短文:
☆ ☆ ☆ ☆ ☆
刚认识内科李医生的时候,以为他得差不多快四十岁了。办公室主任也姓李,在一起吃饭的时候,总有人把他们两个人的年龄搞错,那一年,办公室主任三十七,他二十八,但是他看起来远比主任年长。在小镇上,二十八岁未婚几乎是绝无仅有的了,医院的人都在帮他张罗。李医生个头颇高,但是五官长得有些马虎。我隐约觉得他可能喜欢护士小朱,但是他从来没有说过。
李医生的姻缘终于还是来了。某一天,李医生收治了一个肺炎的病人,病人家属是他女儿,在镇政府上班,在跟李医生交流她父亲病情的时候,得到了李医生单身的信息,顺便也委婉地表述了她自己也是单身,言语间意味深长,李医生也有几分动心。
肺炎病人出院了,李医生的姻缘也有几分敲定了。只是未来的李夫人个性颇强,李医生渐渐有些吃不消。在一次矛盾后,李医生私下跟我说他喜欢小朱护士,因为我跟小朱要好,央求我代为传达。所有人都知道,小朱有个还在读高中的弟弟,且一切费用都是小朱来负担的,李医生想帮她分担,真心实意的。我能看出他的诚意,又不知道小朱的意思,自然要问她。李医生又一再跟我说,别让别人知道,免得成不了,以后她会不自在。
我在手术室找到了小朱,她刚洗完器械,手术室里只有她一个人。我告诉了她李医生的愿望,问她的想法。小朱慢慢低下头,眼泪滑过脸颊,也许是独自支撑家庭的心酸,也许是被喜欢的感动,可是她摇了摇头。她不喜欢他,勉强不了的不喜欢。
去找李医生的时候,他两眼热切地看着我,我实在是说不出什么来,只是摇摇头。李医生眼里的光芒立刻黯淡下来,长叹了一声,当天晚上便邀请了几个人去他未来夫人家敲定了婚事。没有人知道,他曾经喜欢过,只怕后来也一直喜欢着小朱。
结婚后的李医生脾气渐长,与作风强硬的夫人多有嫌隙,甚至几番动了手。但是李夫人其实真的很能干,对于她自己和李医生的人生均颇有规划,指导李医生先去进修,加强自身实力的建设,同时利用政府的人际关系,为李医生铺平了走仕途的路子。
李医生去省城进修了一年,回去以后感觉工作状态都不一样了。随着李夫人宣传力度的加大,知道李医生的人越来越多。有一次跟李医生搭班,他问我有什么梦想。我很汗颜,除了不想做护士,我还真的是没有什么梦想。李医生不再关心我的梦想,他满怀热情地说起了他的梦想。当他说他的梦想是成为一个名医的时候,我看到他眼里闪耀的光芒,一如当初他说喜欢小朱时的眼神。
☆ ☆ ☆ ☆ ☆
练习要求:
**A.** 按首次出现的顺序,列出短文中提到的全部场所和地名,不包括某个人的家。
**B.** 照原文抄写短文中的一段,从“肺炎病人出院了,李医生的姻缘”开始,抄到“他曾经喜欢过,只怕后来也一直喜欢着小朱。”为止。
后面的条目与这篇短文没有关系。

学习材料:
☆ ☆ ☆ ☆ ☆
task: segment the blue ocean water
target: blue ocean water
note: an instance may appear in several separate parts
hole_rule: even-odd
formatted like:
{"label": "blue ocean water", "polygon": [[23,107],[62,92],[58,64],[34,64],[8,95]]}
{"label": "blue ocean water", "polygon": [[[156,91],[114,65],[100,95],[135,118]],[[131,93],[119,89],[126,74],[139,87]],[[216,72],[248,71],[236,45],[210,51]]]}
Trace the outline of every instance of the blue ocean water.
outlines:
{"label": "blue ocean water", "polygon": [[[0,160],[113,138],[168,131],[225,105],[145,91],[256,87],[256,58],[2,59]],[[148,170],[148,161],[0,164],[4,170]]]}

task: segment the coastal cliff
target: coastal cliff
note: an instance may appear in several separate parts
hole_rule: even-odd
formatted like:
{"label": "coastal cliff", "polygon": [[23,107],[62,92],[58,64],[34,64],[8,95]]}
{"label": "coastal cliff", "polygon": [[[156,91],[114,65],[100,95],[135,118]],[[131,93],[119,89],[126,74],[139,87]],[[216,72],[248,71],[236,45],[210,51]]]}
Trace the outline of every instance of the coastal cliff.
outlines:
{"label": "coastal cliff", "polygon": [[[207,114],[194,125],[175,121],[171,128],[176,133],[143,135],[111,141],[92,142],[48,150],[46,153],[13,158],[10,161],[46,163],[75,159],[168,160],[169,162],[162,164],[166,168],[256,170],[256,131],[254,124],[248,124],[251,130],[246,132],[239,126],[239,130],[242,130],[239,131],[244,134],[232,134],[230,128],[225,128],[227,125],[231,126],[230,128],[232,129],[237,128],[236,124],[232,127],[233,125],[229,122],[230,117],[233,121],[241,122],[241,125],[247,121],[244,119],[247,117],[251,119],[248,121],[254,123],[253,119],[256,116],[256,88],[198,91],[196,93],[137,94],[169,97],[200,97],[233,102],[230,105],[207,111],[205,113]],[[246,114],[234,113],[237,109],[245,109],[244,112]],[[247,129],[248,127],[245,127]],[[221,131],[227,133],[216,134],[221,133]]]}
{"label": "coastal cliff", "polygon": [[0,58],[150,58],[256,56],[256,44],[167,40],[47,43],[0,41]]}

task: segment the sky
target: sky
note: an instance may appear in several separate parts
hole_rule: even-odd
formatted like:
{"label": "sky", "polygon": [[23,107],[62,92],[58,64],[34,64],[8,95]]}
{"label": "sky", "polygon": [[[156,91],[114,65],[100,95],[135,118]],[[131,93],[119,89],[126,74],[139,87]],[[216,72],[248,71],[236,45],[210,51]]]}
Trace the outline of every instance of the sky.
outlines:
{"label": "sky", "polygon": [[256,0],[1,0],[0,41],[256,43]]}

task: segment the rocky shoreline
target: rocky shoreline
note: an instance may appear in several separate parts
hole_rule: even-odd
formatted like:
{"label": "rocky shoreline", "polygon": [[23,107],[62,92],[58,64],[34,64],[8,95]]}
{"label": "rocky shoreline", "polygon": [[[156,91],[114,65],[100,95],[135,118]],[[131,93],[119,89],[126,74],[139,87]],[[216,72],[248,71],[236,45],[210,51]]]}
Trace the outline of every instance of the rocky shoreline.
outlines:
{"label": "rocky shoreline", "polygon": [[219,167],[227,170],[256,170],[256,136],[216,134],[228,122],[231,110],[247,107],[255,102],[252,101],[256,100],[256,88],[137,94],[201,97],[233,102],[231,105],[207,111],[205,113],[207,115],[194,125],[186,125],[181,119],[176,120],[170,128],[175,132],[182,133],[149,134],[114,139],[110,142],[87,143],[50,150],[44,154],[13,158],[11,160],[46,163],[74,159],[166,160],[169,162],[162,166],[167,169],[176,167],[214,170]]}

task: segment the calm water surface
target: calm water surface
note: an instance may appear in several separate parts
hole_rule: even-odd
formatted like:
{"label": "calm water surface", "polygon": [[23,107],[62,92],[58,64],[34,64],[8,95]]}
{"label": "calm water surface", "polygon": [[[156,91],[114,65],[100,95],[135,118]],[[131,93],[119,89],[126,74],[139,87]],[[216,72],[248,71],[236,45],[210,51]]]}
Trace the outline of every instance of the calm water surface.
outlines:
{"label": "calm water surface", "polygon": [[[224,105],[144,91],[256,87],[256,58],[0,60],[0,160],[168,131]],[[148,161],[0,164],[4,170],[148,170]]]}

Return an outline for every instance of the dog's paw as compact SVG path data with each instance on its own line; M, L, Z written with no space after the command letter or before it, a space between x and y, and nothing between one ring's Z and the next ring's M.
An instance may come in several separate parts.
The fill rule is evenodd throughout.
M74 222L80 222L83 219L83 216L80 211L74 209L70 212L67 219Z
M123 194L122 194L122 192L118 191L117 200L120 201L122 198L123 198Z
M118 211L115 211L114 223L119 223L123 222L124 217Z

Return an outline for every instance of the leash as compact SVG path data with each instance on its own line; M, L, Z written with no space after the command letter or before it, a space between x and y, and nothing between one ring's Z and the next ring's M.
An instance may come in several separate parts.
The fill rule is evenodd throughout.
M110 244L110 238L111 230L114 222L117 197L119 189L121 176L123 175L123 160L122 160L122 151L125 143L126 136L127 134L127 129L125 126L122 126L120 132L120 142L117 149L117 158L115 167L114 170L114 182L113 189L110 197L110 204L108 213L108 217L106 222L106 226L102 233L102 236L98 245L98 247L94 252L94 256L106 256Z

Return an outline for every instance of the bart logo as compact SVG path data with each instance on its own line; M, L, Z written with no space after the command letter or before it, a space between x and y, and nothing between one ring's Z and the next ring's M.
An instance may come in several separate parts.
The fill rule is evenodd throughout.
☆ ☆ ☆ ☆ ☆
各题答案:
**A.** 小镇、医院、镇政府、手术室、省城

**B.**
肺炎病人出院了,李医生的姻缘也有几分敲定了。只是未来的李夫人个性颇强,李医生渐渐有些吃不消。在一次矛盾后,李医生私下跟我说他喜欢小朱护士,因为我跟小朱要好,央求我代为传达。所有人都知道,小朱有个还在读高中的弟弟,且一切费用都是小朱来负担的,李医生想帮她分担,真心实意的。我能看出他的诚意,又不知道小朱的意思,自然要问她。李医生又一再跟我说,别让别人知道,免得成不了,以后她会不自在。
我在手术室找到了小朱,她刚洗完器械,手术室里只有她一个人。我告诉了她李医生的愿望,问她的想法。小朱慢慢低下头,眼泪滑过脸颊,也许是独自支撑家庭的心酸,也许是被喜欢的感动,可是她摇了摇头。她不喜欢他,勉强不了的不喜欢。
去找李医生的时候,他两眼热切地看着我,我实在是说不出什么来,只是摇摇头。李医生眼里的光芒立刻黯淡下来,长叹了一声,当天晚上便邀请了几个人去他未来夫人家敲定了婚事。没有人知道,他曾经喜欢过,只怕后来也一直喜欢着小朱。